• Task objective: Go through the items below and copy out every line that contains the string "abdomen". Case counts, so a line only matches if its capital and lowercase letters are the same as in that string.

• Records shown:
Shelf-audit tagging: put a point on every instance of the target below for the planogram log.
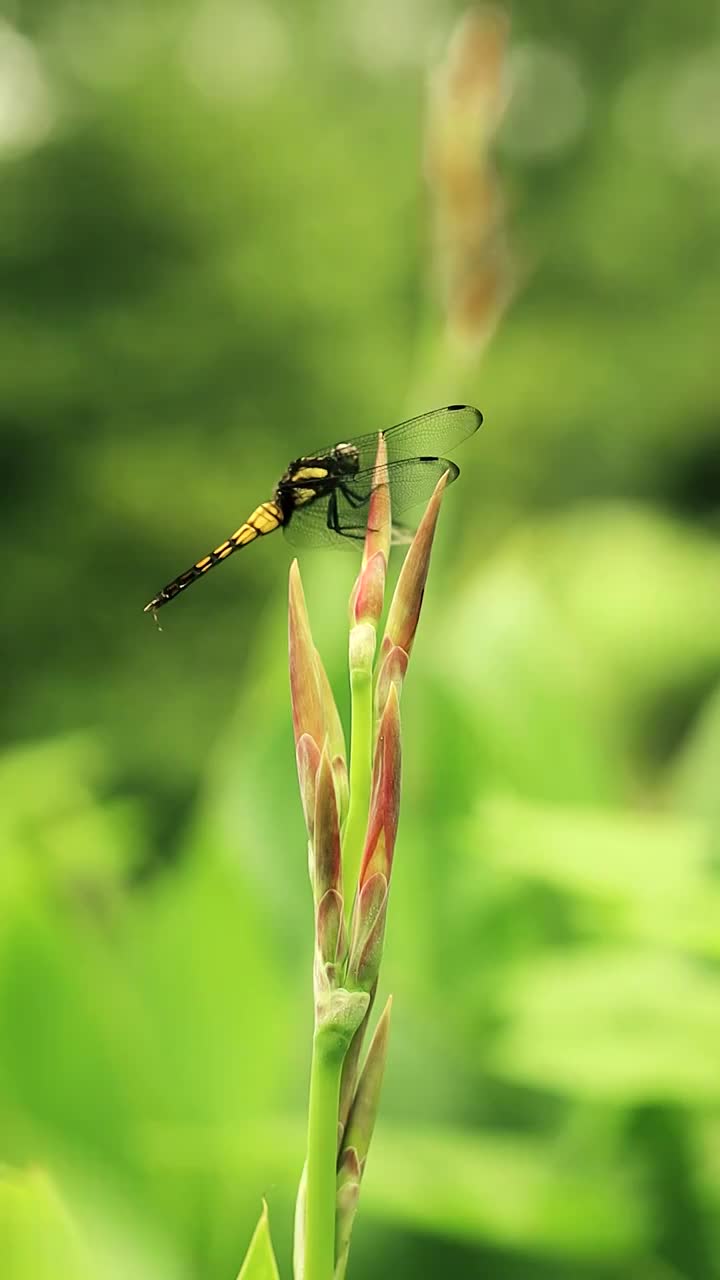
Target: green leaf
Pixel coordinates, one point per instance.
(621, 1025)
(260, 1261)
(641, 876)
(39, 1238)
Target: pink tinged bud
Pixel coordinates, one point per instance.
(326, 832)
(329, 927)
(341, 787)
(308, 755)
(408, 599)
(368, 593)
(308, 711)
(390, 676)
(331, 714)
(384, 798)
(368, 933)
(361, 649)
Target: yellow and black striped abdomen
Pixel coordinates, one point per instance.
(264, 520)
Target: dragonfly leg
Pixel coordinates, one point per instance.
(354, 499)
(333, 516)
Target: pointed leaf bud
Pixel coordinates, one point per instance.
(341, 786)
(364, 1110)
(408, 599)
(308, 712)
(326, 832)
(361, 650)
(329, 927)
(308, 755)
(331, 714)
(391, 673)
(346, 1207)
(368, 933)
(384, 799)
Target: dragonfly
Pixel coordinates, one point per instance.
(323, 497)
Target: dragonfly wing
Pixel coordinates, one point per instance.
(310, 526)
(340, 519)
(434, 433)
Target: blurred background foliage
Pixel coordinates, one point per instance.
(231, 231)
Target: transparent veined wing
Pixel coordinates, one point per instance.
(340, 519)
(436, 433)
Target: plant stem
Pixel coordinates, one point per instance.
(322, 1159)
(360, 769)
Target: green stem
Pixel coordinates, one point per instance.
(360, 769)
(322, 1159)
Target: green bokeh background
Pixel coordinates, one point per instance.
(213, 256)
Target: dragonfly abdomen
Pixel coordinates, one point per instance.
(264, 520)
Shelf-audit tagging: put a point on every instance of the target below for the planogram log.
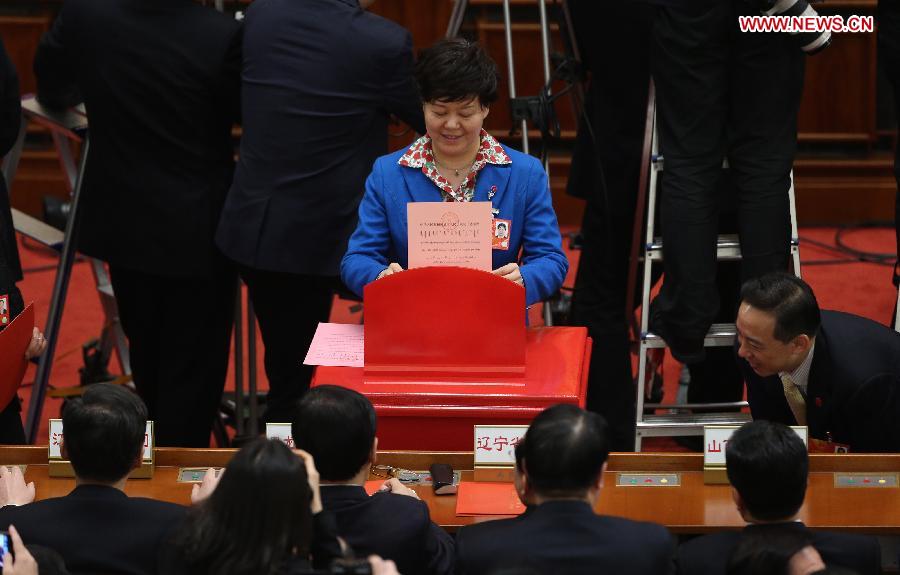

• Answer in full:
Target: yellow and black striped abdomen
Target: dragonfly abdomen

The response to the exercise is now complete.